Rewrite the stretch of rows from the line containing "Can you see the stone" through the end of the rows, putting "pillar" in place of "column" and changing nothing else. Return only those lines.

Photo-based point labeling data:

'''

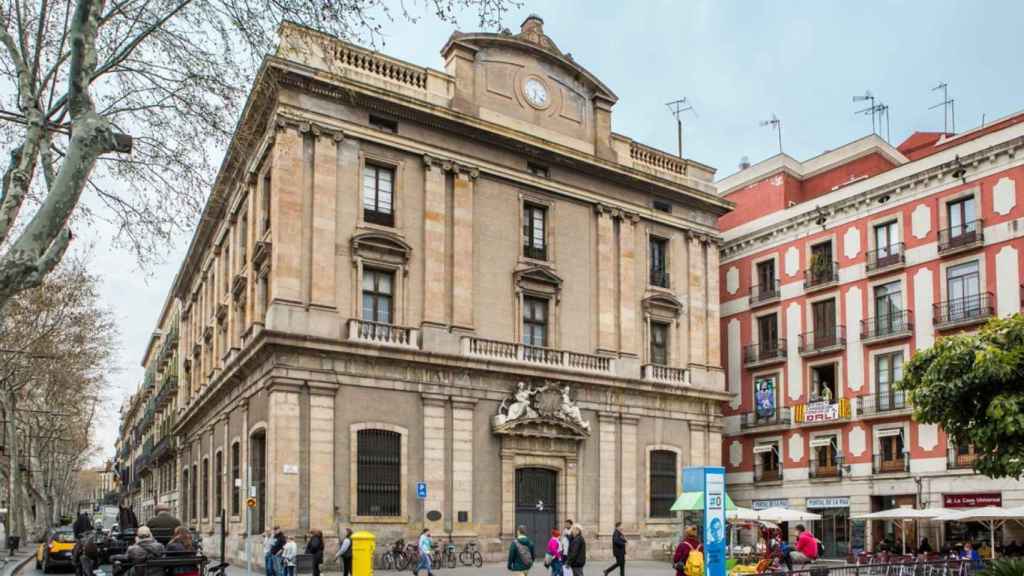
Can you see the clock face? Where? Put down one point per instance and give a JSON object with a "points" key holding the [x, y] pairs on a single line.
{"points": [[536, 92]]}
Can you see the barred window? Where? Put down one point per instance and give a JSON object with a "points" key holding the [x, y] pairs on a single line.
{"points": [[663, 483], [378, 483], [236, 480]]}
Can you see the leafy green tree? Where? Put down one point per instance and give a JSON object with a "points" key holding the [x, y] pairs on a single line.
{"points": [[973, 386]]}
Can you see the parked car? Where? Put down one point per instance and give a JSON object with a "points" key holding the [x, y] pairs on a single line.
{"points": [[55, 549]]}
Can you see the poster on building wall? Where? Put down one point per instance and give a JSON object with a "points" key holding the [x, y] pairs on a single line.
{"points": [[765, 398]]}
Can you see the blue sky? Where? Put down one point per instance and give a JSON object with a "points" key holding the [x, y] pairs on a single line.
{"points": [[737, 63]]}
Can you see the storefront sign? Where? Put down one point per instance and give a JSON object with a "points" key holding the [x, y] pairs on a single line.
{"points": [[973, 500], [835, 502], [765, 504]]}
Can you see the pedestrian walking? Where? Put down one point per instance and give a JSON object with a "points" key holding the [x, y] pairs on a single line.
{"points": [[288, 556], [314, 547], [344, 554], [521, 552], [426, 546], [577, 557], [554, 560], [617, 550]]}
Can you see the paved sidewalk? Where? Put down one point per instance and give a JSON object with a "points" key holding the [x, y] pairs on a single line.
{"points": [[637, 568]]}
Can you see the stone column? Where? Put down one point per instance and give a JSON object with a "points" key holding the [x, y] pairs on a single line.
{"points": [[628, 285], [286, 214], [434, 451], [714, 326], [462, 247], [462, 460], [630, 489], [434, 243], [322, 458], [325, 217], [697, 309], [605, 281], [283, 456], [608, 467]]}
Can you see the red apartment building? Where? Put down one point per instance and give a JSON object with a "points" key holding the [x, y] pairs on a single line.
{"points": [[834, 272]]}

'''

### FINAL ANSWER
Can you see the stone pillar? Where? Put down one point per instance and give a JSON object with a "points" key holding the [x, y] pairs on a single line.
{"points": [[628, 285], [286, 214], [434, 451], [714, 326], [462, 247], [462, 460], [630, 489], [434, 243], [322, 458], [325, 217], [697, 309], [605, 281], [283, 456], [608, 467]]}
Can you see the red apartment building? Where? Put down one point per instance and give a JSON object with a "points" key holding the [x, y] pairs on a single line.
{"points": [[834, 272]]}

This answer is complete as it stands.